## TEXT SHOWN
Two types of options may be granted under these Plans: (1) Incentive Stock Options (also known as Qualified Stock Options) which may only be issued to employees of the Company and whereby the exercise price of the option is not less than the fair market value of the common stock on the date it was reserved for issuance under the Plan; and (2) Non-statutory Stock Options which may be issued to either employees or consultants of the Company and whereby the exercise price of the option may be less than the fair market value of the common stock on the date it was reserved for issuance under the plan. Grants of options may be made to employees and consultants without regard to any performance measures. All options issued pursuant to the Plan are nontransferable and subject to forfeiture.

 

The Plans provide for the grant of equity-based awards, including options, stock appreciation rights, restricted stock awards or performance share awards or any other right or interest relating to shares or cash, to eligible participants. The Plans contemplate the issuance of common stock upon exercise of options or other awards granted to eligible persons under the Plans. Shares issued under the Plans may be both authorized and unissued shares or previously issued shares acquired by the Company. Upon termination or expiration of an unexercised option, stock appreciation right or other stock-based award under the Plans, in whole or in part, the number of shares of common stock subject to such award again becomes available for grant under the Plans. Any shares of restricted stock forfeited as described below will become available for grant. The maximum number of shares that may be granted to any one participant in any calendar year may not exceed 50,000 shares. All options issued pursuant to the Plan are nontransferable and subject to forfeiture.

 

Options granted under the Plans are not generally transferable and must be exercised within 10 years, subject to earlier termination upon termination of the option holder’s employment, but in no event later than the expiration of the option’s term. The exercise price of each option may not be less than the fair market value of a share of the Company’s common stock on the date of grant (except in connection with the assumption or substitution for another option in a manner qualifying under Section 424(a) of the Internal Revenue Code of 1986, as amended.

 

 

NETSOL TECHNOLOGIES, INC.

Notes to Consolidated Financial Statements

June 30, 2024 and 2023

 

Incentive stock options granted to any participant who owns 10% or more of the Company’s outstanding common stock (a “Ten Percent Shareholder”) must have an exercise price equal to or exceeding 110% of the fair market value of a share of our common stock on the date of the grant and must not be exercisable for longer than five years. Options become vested and exercisable at such times or upon such events and subject to such terms, conditions, performance criteria or restrictions as specified by the Board of Directors. The maximum term of any option granted under the 2015 Plan is ten years, provided that an incentive stock option granted to a Ten Percent Shareholder must have a term not exceeding five years.

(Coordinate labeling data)
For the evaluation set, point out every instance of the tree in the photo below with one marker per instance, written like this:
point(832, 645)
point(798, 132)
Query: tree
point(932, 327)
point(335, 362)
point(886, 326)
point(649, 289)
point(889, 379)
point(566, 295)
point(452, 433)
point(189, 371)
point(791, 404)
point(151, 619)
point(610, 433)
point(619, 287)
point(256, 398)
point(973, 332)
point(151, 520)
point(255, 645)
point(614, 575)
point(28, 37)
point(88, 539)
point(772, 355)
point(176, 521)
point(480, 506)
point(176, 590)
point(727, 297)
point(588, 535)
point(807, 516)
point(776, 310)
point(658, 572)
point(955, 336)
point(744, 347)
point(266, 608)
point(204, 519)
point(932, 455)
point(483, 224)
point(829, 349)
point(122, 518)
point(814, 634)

## WORK TO DO
Repeat the passage on stock option plans word for word, starting at the words "Options granted under" and stopping after "1986, as amended.".

## FINISHED EXERCISE
Options granted under the Plans are not generally transferable and must be exercised within 10 years, subject to earlier termination upon termination of the option holder’s employment, but in no event later than the expiration of the option’s term. The exercise price of each option may not be less than the fair market value of a share of the Company’s common stock on the date of grant (except in connection with the assumption or substitution for another option in a manner qualifying under Section 424(a) of the Internal Revenue Code of 1986, as amended.